Every record should be copied exactly, except that pictures are to be omitted.

-- Opening Marker --

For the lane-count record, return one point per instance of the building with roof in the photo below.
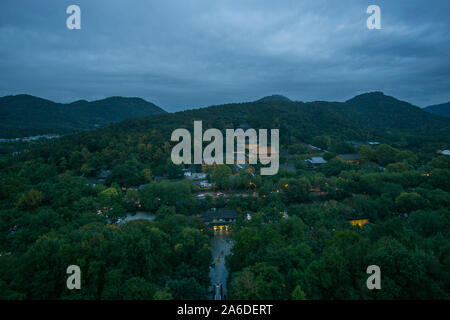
(349, 157)
(219, 219)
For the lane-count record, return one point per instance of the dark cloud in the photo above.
(192, 53)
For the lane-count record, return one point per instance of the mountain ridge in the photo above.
(25, 115)
(442, 109)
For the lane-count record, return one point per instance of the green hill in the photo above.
(439, 109)
(25, 115)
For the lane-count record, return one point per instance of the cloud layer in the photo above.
(191, 53)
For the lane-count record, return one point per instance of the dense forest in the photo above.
(298, 244)
(24, 115)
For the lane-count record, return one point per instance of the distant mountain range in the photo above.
(26, 115)
(439, 109)
(274, 97)
(362, 118)
(370, 114)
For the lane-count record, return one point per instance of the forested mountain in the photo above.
(371, 116)
(25, 115)
(439, 109)
(52, 215)
(274, 97)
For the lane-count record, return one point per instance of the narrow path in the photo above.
(221, 244)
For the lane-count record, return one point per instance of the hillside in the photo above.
(439, 109)
(25, 115)
(368, 116)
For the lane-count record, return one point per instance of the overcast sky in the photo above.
(184, 54)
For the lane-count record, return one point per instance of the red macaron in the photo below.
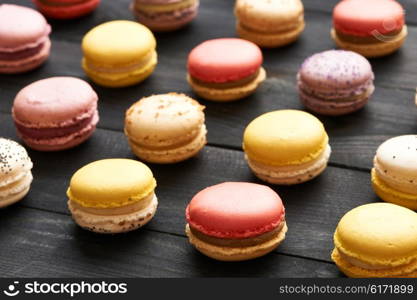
(235, 221)
(66, 9)
(225, 69)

-- Closing Marker --

Result for this exercise:
For the lane-count record, return one point per instance of the building with roof in the photo below.
(349, 157)
(219, 219)
For the lane-count record, return one point per instance of the dark cloud in the photo above.
(192, 53)
For the lane-count record, return one point per instance of the mountain ridge in the photo above.
(25, 115)
(442, 109)
For the lane-count record, return one point per instance of the green hill in the photo above.
(439, 109)
(25, 115)
For the lane-count record, return one point per instance of the cloud layer in the photo above.
(191, 53)
For the lane-count record, return one point per instance of the dense forest in the photo above.
(298, 244)
(24, 115)
For the lane-count record, return one point per instance of the distant mountain range in the photo above.
(26, 115)
(439, 109)
(274, 97)
(362, 118)
(370, 114)
For the lane-count record, return one point per instance of the forested mountain in the photo above.
(371, 116)
(25, 115)
(439, 109)
(52, 215)
(274, 97)
For the lane-count record, return one point per instance of the narrow path in the photo above.
(221, 244)
For the lane-count record, return one point per instance of the hillside in the photo above.
(439, 109)
(25, 115)
(368, 116)
For the lane-count record, return one point per instance of the overcast sky in the photo above.
(184, 54)
For the lane-count record, return one point per instance of the red macaron in the photo below.
(235, 221)
(66, 9)
(225, 69)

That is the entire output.